Cameron Moll’s Post

View profile for Cameron Moll, graphic

Executive Design + Leadership ᴇꜱᴛᴅ 1999 / Meta Alumni / Authentic Jobs (acquired)

Recently with a group of 18-30 year olds we had the opportunity to share our family's mobile phone contract for their feedback and critique. Honestly I expected their feedback to highly critical that it was overbearing, outdated, and unnecessary. This was written 10 years ago and it's in need of an update. On the contrary I was surprised at how positively they responded. Overwhelmingly positive. "This is excellent!" and "I wish I had this before I got my first phone." Now as adults, they seemed to grok the value of this guidance better than ever. Occasionally we underestimate the importance of our role as parents and technologists in transitioning children into phone ownership — and all of the goodness and malice that comes with this — erring on their right to choose over our responsibility to gently, carefully, and intentionally set them up for greater success. We may underestimate how much they actually need and want our guidance despite what they say otherwise. Here are 10 principles from our contract summarized. Our 5th son will be the next and last in our family to sign this contract when he turns 14 in a few years. And hopefully we've updated it by then!

  • 1. Mom & Dad have the final say on your use of technology until you’re 18.
2. Create don’t just consume.
3. Real life is better than any photo, status update, story, or video you’ll ever find online.
4. You should be in full control of the technology at your fingertips. It should not control you.
5. Don’t say anything through your phone that you wouldn’t say in person.
6. Don’t use this device to view/share inappropriate photos or videos of others, or of yourself.
7. Only post a message, photo, or video if you want the entire world to have access to it forever.
8. Always answer calls from Mom or Dad.
9. Be where you are. Use good phone etiquette at meals, movies, on a date, etc.
10. Learn to put away your phone and overcome the uncomfortable feeling of striking up a conversation with those around you.

What are those immediate items you know you are going to be updating, Cameron Moll? Also interested in how you counted infractions and followed up about compliance as Jerzy asked earlier.

Jerzy Rajkow-Krzywicki

hardworksmart.com ← my newsletter ◆ Podcaster ◆ Videographer ◆ Senior (Agile) Project Manager ◆ Productivity Consultant ◆ PKM practitioner (Obsidian, Roam, Logseq, Notion) ◆ Head of Administration @ Gide Warsaw

3w

If it's a smartphone, you already lost the battle. BTW, how do you enforce points 4 and 6? Because you know, paper bears anything, but enforcing what's written is another story. So? :)

Jeremy Bird 🇺🇸🇧🇷

UX Director | 7 yrs UX Management | 14 yrs UX | 22 yrs Design

3w

I LOVE this Cameron. We’re just getting into teenage land so I’ve been thinking a lot about this topic. So far just my oldest (13) has a phone with parental controls (Troomi). But my daughter is chomping at the bit for a phone as nearly all her friends have a phone of some kind. I’m curious to get your take on a couple questions: 1. You mentioned wanting to update the contract. What would you update or add? 2. When your kids signed this contract, did they get a full unrestricted smartphone? Or was there an intermediate step with a phone with parental controls? (Gabb, Troomi, Bark, etc). I’ve been going back and forth constantly between the desire to train responsible phone use and the desire to not give them too much too soon. Curious on your reflections on the topic. Thanks so much for sharing!
================
- [TO-DO ITEM]: Write out the part of the phone contract post that begins at the words "10. Learn to" and stops after "story. So? :)".
================
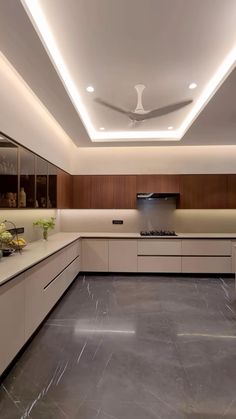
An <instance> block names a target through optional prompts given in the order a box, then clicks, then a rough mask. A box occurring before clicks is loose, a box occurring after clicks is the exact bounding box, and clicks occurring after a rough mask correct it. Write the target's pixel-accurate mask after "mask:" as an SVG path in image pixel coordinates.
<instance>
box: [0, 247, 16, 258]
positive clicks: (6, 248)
mask: <svg viewBox="0 0 236 419" xmlns="http://www.w3.org/2000/svg"><path fill="white" fill-rule="evenodd" d="M1 250H2V255H3V256H10V255H11V254H12V253H14V252H15V249H12V248H11V247H9V248H8V247H6V248H5V249H1Z"/></svg>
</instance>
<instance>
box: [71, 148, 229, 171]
mask: <svg viewBox="0 0 236 419" xmlns="http://www.w3.org/2000/svg"><path fill="white" fill-rule="evenodd" d="M73 159H74V162H73V173H74V174H84V175H86V174H139V173H140V174H148V173H150V174H155V173H156V174H161V173H163V174H164V173H166V174H167V173H169V174H175V173H176V174H179V173H182V174H184V173H236V146H204V147H202V146H201V147H200V146H199V147H198V146H189V147H186V146H183V147H179V146H176V147H175V146H171V147H146V148H145V147H111V148H109V147H100V148H80V149H77V150H76V152H75V154H74V156H73Z"/></svg>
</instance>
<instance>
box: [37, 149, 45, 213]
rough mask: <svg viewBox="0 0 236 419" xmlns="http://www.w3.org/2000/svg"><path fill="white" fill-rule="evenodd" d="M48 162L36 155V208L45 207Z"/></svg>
mask: <svg viewBox="0 0 236 419" xmlns="http://www.w3.org/2000/svg"><path fill="white" fill-rule="evenodd" d="M47 197H48V162H47V161H46V160H44V159H42V158H41V157H39V156H36V208H47V205H48V203H47Z"/></svg>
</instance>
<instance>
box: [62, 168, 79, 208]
mask: <svg viewBox="0 0 236 419" xmlns="http://www.w3.org/2000/svg"><path fill="white" fill-rule="evenodd" d="M73 177H77V176H71V175H69V174H68V173H66V172H64V171H63V170H60V169H58V170H57V208H64V209H67V208H72V188H73V186H72V181H73Z"/></svg>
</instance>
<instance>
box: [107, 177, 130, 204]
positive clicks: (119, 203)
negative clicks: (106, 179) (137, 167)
mask: <svg viewBox="0 0 236 419" xmlns="http://www.w3.org/2000/svg"><path fill="white" fill-rule="evenodd" d="M112 183H113V208H121V209H122V208H123V209H126V208H127V209H132V208H134V209H135V208H136V176H132V175H122V176H113V179H112Z"/></svg>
================
- [EXPECTED ANSWER]:
10. Learn to put away your phone and overcome the uncomfortable feeling of striking up a conversation with those around you.

What are those immediate items you know you are going to be updating, Cameron Moll? Also interested in how you counted infractions and followed up about compliance as Jerzy asked earlier.

Jerzy Rajkow-Krzywicki

hardworksmart.com ← my newsletter ◆ Podcaster ◆ Videographer ◆ Senior (Agile) Project Manager ◆ Productivity Consultant ◆ PKM practitioner (Obsidian, Roam, Logseq, Notion) ◆ Head of Administration @ Gide Warsaw

3w

If it's a smartphone, you already lost the battle. BTW, how do you enforce points 4 and 6? Because you know, paper bears anything, but enforcing what's written is another story. So? :)